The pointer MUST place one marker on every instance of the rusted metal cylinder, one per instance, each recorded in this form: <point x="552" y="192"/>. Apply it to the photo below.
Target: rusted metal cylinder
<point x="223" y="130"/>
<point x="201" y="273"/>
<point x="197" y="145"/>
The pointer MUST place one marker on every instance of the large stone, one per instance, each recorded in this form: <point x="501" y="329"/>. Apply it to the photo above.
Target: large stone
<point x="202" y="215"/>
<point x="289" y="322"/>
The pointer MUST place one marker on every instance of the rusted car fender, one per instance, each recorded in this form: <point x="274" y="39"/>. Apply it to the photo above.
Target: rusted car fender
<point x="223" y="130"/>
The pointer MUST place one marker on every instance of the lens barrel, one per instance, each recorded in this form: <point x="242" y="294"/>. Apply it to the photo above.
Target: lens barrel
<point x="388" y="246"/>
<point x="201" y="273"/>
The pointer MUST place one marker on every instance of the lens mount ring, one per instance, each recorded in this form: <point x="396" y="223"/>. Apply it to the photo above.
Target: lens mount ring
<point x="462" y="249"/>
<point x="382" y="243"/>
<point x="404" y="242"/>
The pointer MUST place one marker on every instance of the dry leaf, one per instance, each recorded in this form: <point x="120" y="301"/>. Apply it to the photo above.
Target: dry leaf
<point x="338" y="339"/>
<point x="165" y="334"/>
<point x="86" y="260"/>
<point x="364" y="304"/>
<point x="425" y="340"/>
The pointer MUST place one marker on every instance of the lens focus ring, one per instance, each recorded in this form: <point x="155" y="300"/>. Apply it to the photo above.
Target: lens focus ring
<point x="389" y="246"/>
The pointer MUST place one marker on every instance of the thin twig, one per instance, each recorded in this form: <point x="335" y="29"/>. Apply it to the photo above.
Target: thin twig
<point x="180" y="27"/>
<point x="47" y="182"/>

####################

Rewrite the records above from the line with "dry leaf, one" through the end of the records, including both of those lines and the requests. Multiply every coordinate in the answers by 2.15 and round to whole numbers, halves up, but leave the numbers in the requests and their format samples unchanged.

The pointer MUST place one marker on every instance of the dry leaf, one per instance, each recorded in this form: <point x="120" y="301"/>. Apply it to the photo above.
Target: dry leaf
<point x="727" y="729"/>
<point x="355" y="718"/>
<point x="185" y="559"/>
<point x="783" y="654"/>
<point x="914" y="731"/>
The pointer MUST place one marker on every instance of the lens focus ring, one per instance, each recorded in this form: <point x="155" y="300"/>. Apply it to the photo above.
Target: lens focus ring
<point x="836" y="529"/>
The pointer MUST place one marker on every instance of the thin twig, one per instance, each recorded in this form: <point x="335" y="29"/>. Apply it to the photo above.
Target: thin twig
<point x="387" y="58"/>
<point x="101" y="391"/>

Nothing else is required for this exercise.